▶ **EXCERPT PROVIDED**
================

Analyst: State needs pension reform now

Pennsylvania’s public employees’ pension problem is a growing “toxic” situation that will affect generations if reforms are not made, according to a Pennsylvania Economy League pension expert who spoke Thursday at a local issues forum at the Genetti Hotel.

Richard C. Dreyfuss, a business consultant and actuary who worked for the Hershey Co. for 21 years, said public workers’ pension plans such as the Pennsylvania School Employees’ Retirement System and SERS – the plan for state government employees – are too closely tied to politics.

Defined benefit retirement in those types of plans too often are compared against private-sector plans instead of other public plans and usually are not funded to recommended levels, Dreyfuss said.

He also said that those in government often use “rosy” economic assumptions to minimize current and future costs while postponing to fully fund the plans to “well beyond the average remaining career duration of the current workers.”

“When you put defined benefit plans along with politics, that’s where we have problems,” he said.

Dreyfuss said PSERS owes $109 billion in earned and unearned benefits. Only $58 billion is set aside to pay obligations because the retirement plan is funded at just 60 percent.

“If you turned off the system tomorrow … we would have $88 billion worth of liability,” he said. “That is not a good place to be.”

The PSERS system has a negative cash flow – more money going out than coming in – according to Dreyfuss.

He likened the situation to only paying two-thirds of a mortgage each month and continually applying for a new loan each year.

“This number is getting away from us. It’s a little bit like running uphill,” he said.

Dreyfuss said about 70 percent of the country’s Fortune 500 companies use defined contribution retirement plans because they are more predictable to fund and can cost less than public sector defined benefit plans.

The unfunded liabilities from PSERS don’t include $6 billion in state municipal pensions – such as the city of Williamsport’s – or retired public employees’ health care costs.

================

▶ **ENTRIES SHOWN**
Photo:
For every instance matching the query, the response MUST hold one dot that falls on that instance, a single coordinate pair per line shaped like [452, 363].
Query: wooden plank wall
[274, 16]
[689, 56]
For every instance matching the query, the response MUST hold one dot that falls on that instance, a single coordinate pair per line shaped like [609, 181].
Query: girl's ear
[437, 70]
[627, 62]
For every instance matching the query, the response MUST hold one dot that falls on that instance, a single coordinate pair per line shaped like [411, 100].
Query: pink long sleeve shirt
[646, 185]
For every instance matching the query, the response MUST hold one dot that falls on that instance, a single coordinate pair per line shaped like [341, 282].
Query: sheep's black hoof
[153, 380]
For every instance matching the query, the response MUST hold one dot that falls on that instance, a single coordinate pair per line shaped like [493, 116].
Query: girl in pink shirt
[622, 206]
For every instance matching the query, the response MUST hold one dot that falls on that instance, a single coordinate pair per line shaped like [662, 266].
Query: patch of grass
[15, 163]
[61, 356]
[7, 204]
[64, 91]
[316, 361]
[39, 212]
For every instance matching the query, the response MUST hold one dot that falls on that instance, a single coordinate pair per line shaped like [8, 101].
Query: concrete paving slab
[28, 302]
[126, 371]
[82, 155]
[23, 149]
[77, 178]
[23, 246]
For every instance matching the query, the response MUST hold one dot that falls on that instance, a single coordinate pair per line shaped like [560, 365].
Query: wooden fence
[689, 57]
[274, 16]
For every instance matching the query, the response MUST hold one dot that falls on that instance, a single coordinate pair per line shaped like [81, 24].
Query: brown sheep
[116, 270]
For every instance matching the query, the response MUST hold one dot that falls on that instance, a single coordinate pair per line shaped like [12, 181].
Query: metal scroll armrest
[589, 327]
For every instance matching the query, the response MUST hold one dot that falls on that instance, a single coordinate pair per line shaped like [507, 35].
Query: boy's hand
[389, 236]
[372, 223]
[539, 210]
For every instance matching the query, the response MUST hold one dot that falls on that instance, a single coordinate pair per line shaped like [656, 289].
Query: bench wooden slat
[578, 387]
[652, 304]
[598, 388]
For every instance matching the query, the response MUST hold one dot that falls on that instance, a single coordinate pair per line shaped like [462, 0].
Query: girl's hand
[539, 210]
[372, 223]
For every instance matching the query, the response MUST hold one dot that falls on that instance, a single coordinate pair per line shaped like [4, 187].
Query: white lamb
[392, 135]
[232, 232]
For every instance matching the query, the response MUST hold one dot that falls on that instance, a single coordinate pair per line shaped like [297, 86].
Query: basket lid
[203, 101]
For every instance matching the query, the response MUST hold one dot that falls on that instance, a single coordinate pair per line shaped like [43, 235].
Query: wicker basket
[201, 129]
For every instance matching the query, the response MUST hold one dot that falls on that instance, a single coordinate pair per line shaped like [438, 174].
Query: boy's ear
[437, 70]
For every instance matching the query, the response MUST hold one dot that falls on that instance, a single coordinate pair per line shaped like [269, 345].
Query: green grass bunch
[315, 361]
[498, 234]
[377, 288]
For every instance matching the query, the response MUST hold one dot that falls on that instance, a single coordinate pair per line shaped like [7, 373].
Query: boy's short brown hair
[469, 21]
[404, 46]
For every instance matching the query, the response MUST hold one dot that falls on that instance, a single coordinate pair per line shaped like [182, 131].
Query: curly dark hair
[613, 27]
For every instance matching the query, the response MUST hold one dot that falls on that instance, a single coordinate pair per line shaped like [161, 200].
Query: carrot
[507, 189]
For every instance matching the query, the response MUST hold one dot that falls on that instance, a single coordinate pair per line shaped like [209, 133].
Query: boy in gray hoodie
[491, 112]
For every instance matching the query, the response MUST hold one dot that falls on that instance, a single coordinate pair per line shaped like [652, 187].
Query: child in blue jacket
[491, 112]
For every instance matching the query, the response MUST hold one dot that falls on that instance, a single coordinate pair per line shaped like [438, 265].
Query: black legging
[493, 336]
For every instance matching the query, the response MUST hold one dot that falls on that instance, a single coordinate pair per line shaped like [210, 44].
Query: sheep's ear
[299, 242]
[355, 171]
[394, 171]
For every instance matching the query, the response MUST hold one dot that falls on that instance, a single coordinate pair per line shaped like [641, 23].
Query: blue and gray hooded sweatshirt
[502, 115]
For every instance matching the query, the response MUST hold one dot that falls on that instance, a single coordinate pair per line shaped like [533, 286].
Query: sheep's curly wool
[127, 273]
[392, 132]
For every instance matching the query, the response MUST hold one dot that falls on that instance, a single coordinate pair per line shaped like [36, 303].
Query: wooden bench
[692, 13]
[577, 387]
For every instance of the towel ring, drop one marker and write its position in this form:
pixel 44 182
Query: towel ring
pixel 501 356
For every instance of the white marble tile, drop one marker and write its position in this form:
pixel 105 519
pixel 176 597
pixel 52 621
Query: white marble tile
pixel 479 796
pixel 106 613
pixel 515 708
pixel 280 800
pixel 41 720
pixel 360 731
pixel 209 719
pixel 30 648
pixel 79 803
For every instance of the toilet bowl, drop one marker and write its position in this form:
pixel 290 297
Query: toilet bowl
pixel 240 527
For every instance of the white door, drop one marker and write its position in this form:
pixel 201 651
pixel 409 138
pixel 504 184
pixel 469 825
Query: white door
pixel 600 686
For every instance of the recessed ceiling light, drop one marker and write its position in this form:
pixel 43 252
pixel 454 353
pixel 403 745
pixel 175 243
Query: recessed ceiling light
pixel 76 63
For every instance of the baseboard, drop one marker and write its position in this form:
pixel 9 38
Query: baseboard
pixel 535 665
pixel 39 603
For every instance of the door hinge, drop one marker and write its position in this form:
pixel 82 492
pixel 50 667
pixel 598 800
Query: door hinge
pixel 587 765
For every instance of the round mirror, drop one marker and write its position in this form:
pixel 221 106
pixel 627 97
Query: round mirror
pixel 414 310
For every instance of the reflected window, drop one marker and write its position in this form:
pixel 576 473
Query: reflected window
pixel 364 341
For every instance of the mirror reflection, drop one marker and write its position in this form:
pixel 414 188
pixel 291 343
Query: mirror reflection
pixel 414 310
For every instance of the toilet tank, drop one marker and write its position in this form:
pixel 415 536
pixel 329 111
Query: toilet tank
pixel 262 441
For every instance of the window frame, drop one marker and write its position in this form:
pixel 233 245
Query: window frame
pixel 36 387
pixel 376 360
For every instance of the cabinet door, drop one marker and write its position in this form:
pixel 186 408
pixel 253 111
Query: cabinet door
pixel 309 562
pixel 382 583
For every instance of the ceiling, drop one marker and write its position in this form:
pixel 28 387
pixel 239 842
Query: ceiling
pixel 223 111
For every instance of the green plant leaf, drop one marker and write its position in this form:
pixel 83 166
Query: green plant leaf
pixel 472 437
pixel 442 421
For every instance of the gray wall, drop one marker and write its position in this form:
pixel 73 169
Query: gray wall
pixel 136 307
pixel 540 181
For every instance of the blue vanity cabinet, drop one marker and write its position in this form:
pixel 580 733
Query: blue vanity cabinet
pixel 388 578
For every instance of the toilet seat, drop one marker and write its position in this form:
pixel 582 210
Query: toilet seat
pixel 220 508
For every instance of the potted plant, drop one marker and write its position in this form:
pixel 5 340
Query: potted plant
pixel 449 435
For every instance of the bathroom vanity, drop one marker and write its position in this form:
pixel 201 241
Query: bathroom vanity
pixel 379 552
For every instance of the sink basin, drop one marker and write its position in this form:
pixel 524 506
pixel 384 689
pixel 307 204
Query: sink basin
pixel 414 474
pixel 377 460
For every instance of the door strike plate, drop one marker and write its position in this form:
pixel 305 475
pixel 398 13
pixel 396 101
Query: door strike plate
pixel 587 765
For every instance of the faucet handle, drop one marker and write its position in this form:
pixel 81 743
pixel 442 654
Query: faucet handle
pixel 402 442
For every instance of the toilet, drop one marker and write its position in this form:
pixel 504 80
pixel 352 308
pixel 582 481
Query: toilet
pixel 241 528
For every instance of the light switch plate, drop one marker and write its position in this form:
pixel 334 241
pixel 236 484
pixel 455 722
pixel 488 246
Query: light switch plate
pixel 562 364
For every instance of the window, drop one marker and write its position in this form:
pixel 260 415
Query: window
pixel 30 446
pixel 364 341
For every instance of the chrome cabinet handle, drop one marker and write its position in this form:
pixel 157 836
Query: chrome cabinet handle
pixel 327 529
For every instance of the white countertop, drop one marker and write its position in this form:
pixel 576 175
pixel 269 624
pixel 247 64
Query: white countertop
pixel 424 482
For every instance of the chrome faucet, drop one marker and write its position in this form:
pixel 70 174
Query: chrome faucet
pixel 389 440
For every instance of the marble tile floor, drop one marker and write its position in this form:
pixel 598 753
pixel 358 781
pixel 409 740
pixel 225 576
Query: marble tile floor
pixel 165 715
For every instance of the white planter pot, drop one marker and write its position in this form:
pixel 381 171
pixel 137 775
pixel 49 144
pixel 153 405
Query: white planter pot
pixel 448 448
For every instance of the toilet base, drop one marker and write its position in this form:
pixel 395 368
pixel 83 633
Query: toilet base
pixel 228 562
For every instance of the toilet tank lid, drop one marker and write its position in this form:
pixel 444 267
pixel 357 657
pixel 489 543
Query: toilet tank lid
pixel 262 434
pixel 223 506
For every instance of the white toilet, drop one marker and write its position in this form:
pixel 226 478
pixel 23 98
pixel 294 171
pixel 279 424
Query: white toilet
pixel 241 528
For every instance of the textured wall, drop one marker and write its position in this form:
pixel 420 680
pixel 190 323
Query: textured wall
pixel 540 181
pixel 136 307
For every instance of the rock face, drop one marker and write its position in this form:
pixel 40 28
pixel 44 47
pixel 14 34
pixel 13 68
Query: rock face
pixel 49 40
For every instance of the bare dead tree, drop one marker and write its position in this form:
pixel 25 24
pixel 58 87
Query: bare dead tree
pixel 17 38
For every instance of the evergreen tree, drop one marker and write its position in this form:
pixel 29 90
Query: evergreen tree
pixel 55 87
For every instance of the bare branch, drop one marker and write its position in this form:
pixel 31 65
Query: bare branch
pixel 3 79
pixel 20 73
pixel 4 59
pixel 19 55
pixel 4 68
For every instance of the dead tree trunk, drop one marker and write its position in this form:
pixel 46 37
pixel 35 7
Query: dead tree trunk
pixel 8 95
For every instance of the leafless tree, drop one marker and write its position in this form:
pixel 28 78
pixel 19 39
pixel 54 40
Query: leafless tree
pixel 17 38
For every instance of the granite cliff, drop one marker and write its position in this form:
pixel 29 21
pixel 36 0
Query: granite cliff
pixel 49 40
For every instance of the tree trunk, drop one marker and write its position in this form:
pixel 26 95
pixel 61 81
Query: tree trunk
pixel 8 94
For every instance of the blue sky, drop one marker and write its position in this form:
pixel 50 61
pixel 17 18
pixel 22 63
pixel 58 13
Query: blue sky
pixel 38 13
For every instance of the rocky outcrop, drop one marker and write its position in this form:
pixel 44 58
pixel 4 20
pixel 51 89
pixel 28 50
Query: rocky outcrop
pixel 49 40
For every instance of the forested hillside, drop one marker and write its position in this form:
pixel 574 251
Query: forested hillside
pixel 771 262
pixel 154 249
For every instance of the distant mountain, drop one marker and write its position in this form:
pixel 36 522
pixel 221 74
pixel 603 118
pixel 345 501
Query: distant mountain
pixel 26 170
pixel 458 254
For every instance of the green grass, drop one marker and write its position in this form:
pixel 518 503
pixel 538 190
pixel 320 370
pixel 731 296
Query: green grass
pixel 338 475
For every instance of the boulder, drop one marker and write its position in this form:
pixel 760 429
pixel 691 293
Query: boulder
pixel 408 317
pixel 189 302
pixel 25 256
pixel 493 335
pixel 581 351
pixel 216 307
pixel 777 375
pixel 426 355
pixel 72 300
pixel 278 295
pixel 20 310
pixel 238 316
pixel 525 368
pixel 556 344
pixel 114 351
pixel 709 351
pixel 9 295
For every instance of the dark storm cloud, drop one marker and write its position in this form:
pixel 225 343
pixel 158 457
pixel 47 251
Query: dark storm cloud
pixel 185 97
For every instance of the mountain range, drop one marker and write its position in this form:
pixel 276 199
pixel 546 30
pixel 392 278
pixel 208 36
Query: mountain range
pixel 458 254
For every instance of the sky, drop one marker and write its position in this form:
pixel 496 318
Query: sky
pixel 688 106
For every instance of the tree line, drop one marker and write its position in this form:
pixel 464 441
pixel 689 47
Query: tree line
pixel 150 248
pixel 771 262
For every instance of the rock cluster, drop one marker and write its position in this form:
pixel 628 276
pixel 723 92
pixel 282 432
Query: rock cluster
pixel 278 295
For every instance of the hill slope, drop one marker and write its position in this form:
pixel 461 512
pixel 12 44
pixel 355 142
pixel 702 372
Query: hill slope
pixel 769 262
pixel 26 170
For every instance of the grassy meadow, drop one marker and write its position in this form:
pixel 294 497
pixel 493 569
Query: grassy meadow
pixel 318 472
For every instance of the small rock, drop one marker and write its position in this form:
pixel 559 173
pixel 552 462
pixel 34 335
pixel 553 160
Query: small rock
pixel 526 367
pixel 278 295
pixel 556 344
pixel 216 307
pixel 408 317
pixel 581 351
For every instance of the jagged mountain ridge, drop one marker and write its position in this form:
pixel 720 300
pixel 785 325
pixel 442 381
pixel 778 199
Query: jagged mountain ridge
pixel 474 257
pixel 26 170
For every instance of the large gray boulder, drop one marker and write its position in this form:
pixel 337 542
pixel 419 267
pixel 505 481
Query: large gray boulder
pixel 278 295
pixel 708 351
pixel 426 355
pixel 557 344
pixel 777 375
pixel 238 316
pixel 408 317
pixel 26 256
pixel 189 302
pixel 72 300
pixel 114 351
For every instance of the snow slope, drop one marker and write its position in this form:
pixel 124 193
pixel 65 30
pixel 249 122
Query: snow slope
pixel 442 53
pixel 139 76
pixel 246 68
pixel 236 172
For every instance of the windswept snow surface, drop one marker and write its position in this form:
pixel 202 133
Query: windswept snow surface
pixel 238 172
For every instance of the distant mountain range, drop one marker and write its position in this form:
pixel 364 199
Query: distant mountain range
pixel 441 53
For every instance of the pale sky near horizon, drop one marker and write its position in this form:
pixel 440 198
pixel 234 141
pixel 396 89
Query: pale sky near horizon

================

▶ **EXERCISES**
1) Translate this sentence from the article on Pennsylvania pension reform into Spanish: "He likened the situation to only paying two-thirds of a mortgage each month and continually applying for a new loan each year."
2) According to the article on Pennsylvania pension reform, how many years did Richard C. Dreyfuss work for the Hershey Co.?
3) Continue the article on Pennsylvania pension reform, starting after its final sentence.
The items have no connection to the article on Pennsylvania pension reform.

▶ **ANSWERS**
1) Comparó la situación con pagar solo dos tercios de una hipoteca cada mes y solicitar continuamente un nuevo préstamo cada año.

2) 21 years.

3)
Funding those costs will be a huge task, he said.

“I don’t think that bodes well for the quality of life for the next generation,” Dreyfuss added.

Even Act 120 of 2010, which was passed by state lawmakers and designed to help curb the tide of rising liabilities did little, he said.

An actuarial note that accompanied the bill stated that employer contributions to public retirement systems would decrease, resulting in underfunding.

Dreyfuss said the legislation assumes an 8-percent return on investments. However, both PSERS and SERS lowered their estimates to 7.5 percent, which increased liabilities by $6.7 billion overnight, he said.

Act 120 also assumes no benefit changes and cost-of-living increases. “Anybody who says, ‘Let Act 120 work,’ is taking us over the cliff,” he said.

John Engel, South Williamsport Area School District school board president, who attended the forum, said the increasing costs of pensions are unsustainable.

“We just raised taxes because of the pension,” he said. “That’s the sole reason.”

Pension reform must take current funding, predictable and affordable costs into consideration, Dreyfuss said.

“To finally achieve comprehensive and sustainable pension reform in Pennsylvania, we need to adopt both plan design reforms and funding reforms,” he wrote in a recent Philadelphia Inquirer editorial. “If nothing is done, this burden will fall to future generations of Pennsylvanians who will be forced to pay ever higher taxes to government that, because of its pension obligations, will be capable of doing less and less.”